## [REQUIREMENT]
Reproduce each of the records below word for word, with every character unchanged.

<<<<

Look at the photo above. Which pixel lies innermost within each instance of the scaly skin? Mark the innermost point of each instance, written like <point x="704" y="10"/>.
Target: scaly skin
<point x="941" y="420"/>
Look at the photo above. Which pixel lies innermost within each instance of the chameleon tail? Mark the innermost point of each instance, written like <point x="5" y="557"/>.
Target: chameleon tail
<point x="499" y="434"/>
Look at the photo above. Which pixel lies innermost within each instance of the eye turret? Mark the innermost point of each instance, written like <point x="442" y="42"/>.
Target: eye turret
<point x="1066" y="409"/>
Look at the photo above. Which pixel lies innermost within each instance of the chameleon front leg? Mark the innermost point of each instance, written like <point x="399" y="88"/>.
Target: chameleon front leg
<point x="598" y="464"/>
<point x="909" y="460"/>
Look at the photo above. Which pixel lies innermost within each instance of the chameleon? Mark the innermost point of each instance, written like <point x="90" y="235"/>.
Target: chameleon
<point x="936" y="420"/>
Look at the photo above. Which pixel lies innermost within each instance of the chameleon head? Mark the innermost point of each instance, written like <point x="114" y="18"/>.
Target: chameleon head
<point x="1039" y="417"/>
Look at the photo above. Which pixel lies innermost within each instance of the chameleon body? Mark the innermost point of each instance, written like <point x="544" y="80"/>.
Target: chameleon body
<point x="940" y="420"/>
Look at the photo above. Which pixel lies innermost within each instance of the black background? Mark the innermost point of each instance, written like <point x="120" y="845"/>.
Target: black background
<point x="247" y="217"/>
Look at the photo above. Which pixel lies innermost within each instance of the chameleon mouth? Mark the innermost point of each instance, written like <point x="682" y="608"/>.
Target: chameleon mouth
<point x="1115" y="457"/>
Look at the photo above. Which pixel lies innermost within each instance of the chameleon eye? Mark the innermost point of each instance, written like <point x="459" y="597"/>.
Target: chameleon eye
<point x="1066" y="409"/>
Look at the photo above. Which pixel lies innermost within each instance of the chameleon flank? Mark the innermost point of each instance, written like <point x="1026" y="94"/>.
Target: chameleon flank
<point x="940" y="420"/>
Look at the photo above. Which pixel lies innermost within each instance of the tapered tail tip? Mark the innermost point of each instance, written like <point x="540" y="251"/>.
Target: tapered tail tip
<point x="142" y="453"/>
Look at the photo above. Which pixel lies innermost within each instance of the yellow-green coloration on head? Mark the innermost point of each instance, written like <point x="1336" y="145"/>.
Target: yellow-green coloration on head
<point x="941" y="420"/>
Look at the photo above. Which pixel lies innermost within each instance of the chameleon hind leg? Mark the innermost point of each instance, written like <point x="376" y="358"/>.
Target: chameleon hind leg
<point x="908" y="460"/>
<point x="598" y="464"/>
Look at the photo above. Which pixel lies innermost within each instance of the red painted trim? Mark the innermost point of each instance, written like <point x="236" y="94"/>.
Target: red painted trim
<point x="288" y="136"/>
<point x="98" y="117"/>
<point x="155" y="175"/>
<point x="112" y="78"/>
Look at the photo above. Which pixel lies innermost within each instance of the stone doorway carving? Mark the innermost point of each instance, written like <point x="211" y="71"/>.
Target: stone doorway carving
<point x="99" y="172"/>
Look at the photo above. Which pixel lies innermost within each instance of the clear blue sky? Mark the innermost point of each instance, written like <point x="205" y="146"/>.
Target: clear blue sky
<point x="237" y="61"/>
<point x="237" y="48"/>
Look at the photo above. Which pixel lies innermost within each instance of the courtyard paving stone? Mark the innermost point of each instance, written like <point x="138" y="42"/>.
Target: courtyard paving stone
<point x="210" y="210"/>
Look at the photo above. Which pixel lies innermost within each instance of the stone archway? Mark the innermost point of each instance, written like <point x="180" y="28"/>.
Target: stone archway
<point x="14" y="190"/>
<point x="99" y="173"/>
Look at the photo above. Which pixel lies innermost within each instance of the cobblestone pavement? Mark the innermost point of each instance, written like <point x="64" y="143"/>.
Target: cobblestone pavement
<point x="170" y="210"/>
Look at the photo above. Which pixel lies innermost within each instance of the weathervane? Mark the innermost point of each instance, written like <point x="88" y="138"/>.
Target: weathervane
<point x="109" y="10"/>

>>>>

## [ANSWER TO THIS EXERCISE]
Look at the photo above. Which pixel lies innermost within each instance of the scaly skin? Mark the innermost point of each instance, written like <point x="704" y="10"/>.
Target: scaly skin
<point x="941" y="420"/>
Look at the photo above. Which pixel lies innermost within each instance of the chameleon tail? Mark the innermost point of each instance, written like <point x="5" y="557"/>.
Target: chameleon tail
<point x="499" y="434"/>
Look at the photo above. Which pixel lies innermost within each instance of the eye turret? Mark the innermost point of each instance, written like <point x="442" y="42"/>.
Target: eye turret
<point x="1066" y="409"/>
Look at the photo above. Which pixel lies innermost within each instance of the chameleon front leg? Mark the innermost point of each instance, written like <point x="399" y="88"/>.
Target: chameleon front leg
<point x="598" y="464"/>
<point x="909" y="460"/>
Look at the photo above. Which pixel lies innermost within each instance of the chameleon? Mark the innermost point of each instance, written like <point x="90" y="235"/>.
Target: chameleon
<point x="936" y="420"/>
Look at the photo above. Which pixel lies innermost within each instance of the chameleon head? Mark the innermost point of each instance, written like <point x="114" y="18"/>.
Target: chameleon head
<point x="1039" y="417"/>
Look at the photo above. Which pixel lies innermost within each instance of the chameleon body? Mark the innermost point of each instance, written like <point x="544" y="80"/>.
Target: chameleon body
<point x="940" y="420"/>
Look at the photo above. Which pixel lies innermost within each instance of the black background? Mark the innermost point of each instance, written like <point x="120" y="845"/>.
Target: black background
<point x="247" y="217"/>
Look at the photo above. Which pixel lies innermost within each instance of the chameleon mouth? Mark the innermost point of each instance, written like <point x="682" y="608"/>.
Target: chameleon mouth
<point x="1115" y="457"/>
Look at the photo above. Which pixel lies innermost within each instance of the chameleon eye? Mark the innermost point of each instance, written like <point x="459" y="597"/>.
Target: chameleon eye
<point x="1066" y="409"/>
Look at the photo above. Which pixel lies innermost within each instance of the chameleon flank? Mark the innermost point of each instance, written like <point x="1026" y="94"/>.
Target: chameleon flank
<point x="940" y="420"/>
Look at the photo above. Which pixel lies innermost within each instance of the tapered tail tip? Mark the innermost point of each instance, written like <point x="540" y="251"/>.
Target: tapered tail tip
<point x="142" y="453"/>
Look at the photo above. Which pixel lies innermost within each instance of the yellow-green coloration on head? Mark the innermost point of each instance, written like <point x="1336" y="145"/>.
Target: yellow-green coloration on head
<point x="941" y="420"/>
Look at the photo above. Which pixel lies innermost within each instance of the chameleon hind leg? Mark the innermost point of each instance, written like <point x="376" y="358"/>.
Target: chameleon hind leg
<point x="908" y="460"/>
<point x="598" y="464"/>
Look at the photo above. Which pixel lies innermost within each instance of the red painted trim? Mark the innermost point of each instance, written like <point x="236" y="94"/>.
Target: red painted trim
<point x="288" y="136"/>
<point x="98" y="117"/>
<point x="155" y="175"/>
<point x="112" y="78"/>
Look at the photo above. Which pixel lies innermost within each instance of the stone doorway carving? Mark the innermost point of each instance, written like <point x="211" y="71"/>.
Target: stone doorway carving
<point x="99" y="172"/>
Look at the photo above. Which pixel lies innermost within each instance of the clear blue sky? Mark the innermost point of each instance, written like <point x="205" y="146"/>.
Target: clear blue sky
<point x="237" y="61"/>
<point x="237" y="48"/>
Look at the photo above. Which pixel lies innermost within each instance of the courtyard paving stone? Mark the innermost point of each instance, written like <point x="138" y="42"/>.
Target: courtyard paving stone
<point x="210" y="210"/>
Look at the photo above. Which pixel lies innermost within each instance of the stone archway? Mark the innermost point of each instance, written like <point x="180" y="28"/>.
Target: stone archway
<point x="14" y="190"/>
<point x="99" y="173"/>
Look at the photo above. Which pixel lies innermost within each instance of the cobblestone pavement? Mark the innermost point of each instance, written like <point x="64" y="143"/>.
Target: cobblestone pavement
<point x="170" y="210"/>
Look at the photo above. Which pixel lies innermost within each instance of the weathervane? Mark the innermost point of each instance, written like <point x="88" y="138"/>.
Target: weathervane
<point x="109" y="10"/>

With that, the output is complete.